• TEXTO EXTRAÍDO:
┄┄┄┄┄┄

Quando estudamos História do Brasil, uma boa introdução a esse assunto pode ser
a primeira menção feita a este país, que foi através da carta de Caminha, onde ele descreve o
que viu nas novas terras. Assim o professor pode usar a análise de Caminha em relação ao que
ele viu e produzir um amplo debate em sala de aula, debatendo as intenções políticas
presentes, a visão religiosa e social que a carta traz, e assim fazer uma análise da imagem do
“Brasil” que Pero Vaz descreveu e como posteriormente se construiria a imagem de diversos
“brasis”, principalmente no final do século XIX e início do XX.

┄┄┄┄┄┄

• CONJUNTO DE DADOS:
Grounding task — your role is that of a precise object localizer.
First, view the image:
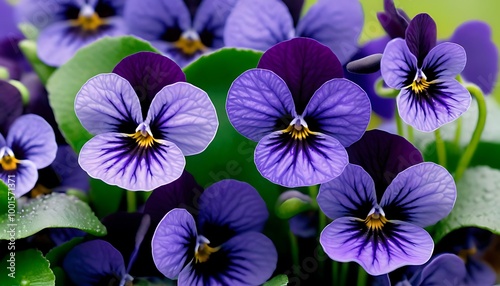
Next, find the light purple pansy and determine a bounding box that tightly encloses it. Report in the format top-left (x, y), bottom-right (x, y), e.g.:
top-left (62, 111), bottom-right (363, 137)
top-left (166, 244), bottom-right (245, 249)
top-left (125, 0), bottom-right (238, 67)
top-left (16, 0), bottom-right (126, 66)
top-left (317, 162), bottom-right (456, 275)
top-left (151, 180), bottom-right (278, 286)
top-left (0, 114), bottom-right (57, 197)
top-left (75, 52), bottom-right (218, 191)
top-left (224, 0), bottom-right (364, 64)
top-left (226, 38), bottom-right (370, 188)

┄┄┄┄┄┄

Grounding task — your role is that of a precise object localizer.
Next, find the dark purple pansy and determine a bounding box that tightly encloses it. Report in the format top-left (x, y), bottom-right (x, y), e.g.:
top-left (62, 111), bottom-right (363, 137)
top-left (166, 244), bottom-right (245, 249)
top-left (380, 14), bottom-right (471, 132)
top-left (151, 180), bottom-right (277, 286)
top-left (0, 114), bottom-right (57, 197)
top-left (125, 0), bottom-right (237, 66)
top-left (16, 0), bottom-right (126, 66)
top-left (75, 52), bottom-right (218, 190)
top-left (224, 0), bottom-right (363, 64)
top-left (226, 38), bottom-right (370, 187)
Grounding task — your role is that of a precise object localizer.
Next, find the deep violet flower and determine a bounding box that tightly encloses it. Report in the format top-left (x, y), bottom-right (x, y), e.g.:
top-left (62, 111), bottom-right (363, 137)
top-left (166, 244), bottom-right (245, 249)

┄┄┄┄┄┄

• A FAZER: Extraia, sem nenhuma alteração, o trecho do texto sobre a carta de Caminha que se inicia nas palavras que contêm "Quando estudamos História" e termina em "início do XX.".

• RESPOSTA CORRETA:
Quando estudamos História do Brasil, uma boa introdução a esse assunto pode ser
a primeira menção feita a este país, que foi através da carta de Caminha, onde ele descreve o
que viu nas novas terras. Assim o professor pode usar a análise de Caminha em relação ao que
ele viu e produzir um amplo debate em sala de aula, debatendo as intenções políticas
presentes, a visão religiosa e social que a carta traz, e assim fazer uma análise da imagem do
“Brasil” que Pero Vaz descreveu e como posteriormente se construiria a imagem de diversos
“brasis”, principalmente no final do século XIX e início do XX.